─── Provided information
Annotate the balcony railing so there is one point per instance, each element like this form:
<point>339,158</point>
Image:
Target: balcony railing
──────
─── Provided information
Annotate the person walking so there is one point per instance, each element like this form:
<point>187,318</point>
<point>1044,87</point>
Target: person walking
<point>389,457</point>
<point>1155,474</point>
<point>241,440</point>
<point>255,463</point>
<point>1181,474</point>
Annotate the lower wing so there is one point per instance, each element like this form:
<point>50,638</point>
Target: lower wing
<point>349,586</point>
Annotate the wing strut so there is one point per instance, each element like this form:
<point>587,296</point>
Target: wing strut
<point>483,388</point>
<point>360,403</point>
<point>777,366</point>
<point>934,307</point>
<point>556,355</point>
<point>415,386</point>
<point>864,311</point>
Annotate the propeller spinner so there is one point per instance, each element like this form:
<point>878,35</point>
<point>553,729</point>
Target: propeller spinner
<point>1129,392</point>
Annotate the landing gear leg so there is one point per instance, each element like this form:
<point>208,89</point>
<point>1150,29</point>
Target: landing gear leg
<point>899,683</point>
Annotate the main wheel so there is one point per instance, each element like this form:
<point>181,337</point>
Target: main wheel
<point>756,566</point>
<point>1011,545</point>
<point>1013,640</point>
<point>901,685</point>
──────
─── Provided information
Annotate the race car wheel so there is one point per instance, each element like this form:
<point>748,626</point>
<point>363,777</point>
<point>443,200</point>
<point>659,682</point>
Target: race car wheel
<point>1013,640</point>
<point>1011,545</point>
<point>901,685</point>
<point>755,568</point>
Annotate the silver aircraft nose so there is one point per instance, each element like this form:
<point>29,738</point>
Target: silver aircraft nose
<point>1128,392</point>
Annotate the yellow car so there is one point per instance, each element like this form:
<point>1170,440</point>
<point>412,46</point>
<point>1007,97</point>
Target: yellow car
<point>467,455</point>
──────
Please write out the lines of the listing above, starting with the line that contains "Annotate the balcony" and going on through the line that contains "Target: balcony railing".

Annotate the balcony railing so there is one point per instance, each element like this form:
<point>339,158</point>
Image:
Target: balcony railing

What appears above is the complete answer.